### Required work
For the material below, state how many lines have the word "blue" in them, with no other words.

### Dataset

....................

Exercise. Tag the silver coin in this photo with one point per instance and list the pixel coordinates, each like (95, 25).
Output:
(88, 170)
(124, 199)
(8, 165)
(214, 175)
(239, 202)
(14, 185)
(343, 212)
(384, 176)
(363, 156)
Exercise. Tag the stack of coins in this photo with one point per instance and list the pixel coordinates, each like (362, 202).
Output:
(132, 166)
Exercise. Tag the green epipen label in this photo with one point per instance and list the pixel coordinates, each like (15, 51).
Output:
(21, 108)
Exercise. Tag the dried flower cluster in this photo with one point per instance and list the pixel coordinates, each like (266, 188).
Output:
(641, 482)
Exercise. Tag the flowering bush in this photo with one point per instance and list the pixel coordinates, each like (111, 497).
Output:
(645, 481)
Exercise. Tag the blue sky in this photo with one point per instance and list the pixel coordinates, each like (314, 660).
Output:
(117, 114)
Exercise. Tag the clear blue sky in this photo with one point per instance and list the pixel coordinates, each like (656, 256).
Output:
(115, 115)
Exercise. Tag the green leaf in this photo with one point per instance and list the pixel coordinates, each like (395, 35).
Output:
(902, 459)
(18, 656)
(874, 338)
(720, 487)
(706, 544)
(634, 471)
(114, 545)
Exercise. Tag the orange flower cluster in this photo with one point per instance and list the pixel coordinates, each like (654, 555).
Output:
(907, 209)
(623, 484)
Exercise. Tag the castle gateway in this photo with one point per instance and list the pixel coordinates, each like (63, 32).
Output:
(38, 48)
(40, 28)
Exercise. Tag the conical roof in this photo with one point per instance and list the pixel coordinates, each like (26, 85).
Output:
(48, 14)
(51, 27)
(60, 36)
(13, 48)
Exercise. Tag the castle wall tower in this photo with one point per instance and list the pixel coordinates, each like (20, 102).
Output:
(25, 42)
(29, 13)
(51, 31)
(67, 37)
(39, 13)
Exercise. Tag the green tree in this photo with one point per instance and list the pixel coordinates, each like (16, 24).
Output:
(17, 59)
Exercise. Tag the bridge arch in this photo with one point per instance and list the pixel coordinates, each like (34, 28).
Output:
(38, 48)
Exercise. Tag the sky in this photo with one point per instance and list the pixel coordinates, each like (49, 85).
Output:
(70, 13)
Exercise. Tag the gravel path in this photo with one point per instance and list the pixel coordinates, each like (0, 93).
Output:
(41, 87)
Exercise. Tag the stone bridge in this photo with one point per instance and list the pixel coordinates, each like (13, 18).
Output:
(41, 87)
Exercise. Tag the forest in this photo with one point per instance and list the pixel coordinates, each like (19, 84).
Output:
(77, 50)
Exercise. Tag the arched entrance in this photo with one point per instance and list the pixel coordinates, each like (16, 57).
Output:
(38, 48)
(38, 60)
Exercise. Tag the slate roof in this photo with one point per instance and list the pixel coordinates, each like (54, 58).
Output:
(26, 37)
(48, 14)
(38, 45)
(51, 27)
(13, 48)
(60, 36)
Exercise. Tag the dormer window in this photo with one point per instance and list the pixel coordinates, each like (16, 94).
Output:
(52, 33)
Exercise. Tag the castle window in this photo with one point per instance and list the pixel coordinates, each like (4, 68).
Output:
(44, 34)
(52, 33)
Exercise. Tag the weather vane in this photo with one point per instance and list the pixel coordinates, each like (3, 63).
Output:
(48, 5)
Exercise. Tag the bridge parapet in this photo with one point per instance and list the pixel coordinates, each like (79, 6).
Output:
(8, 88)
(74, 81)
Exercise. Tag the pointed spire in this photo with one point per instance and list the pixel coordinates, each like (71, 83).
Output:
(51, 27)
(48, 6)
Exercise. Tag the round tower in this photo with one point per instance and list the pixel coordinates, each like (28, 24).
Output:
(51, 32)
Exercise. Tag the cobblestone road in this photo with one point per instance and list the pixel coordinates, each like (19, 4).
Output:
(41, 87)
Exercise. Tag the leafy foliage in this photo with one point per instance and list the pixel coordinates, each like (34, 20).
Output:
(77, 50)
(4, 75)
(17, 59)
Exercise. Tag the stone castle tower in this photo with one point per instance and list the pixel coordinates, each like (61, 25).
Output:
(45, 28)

....................

### Response below
2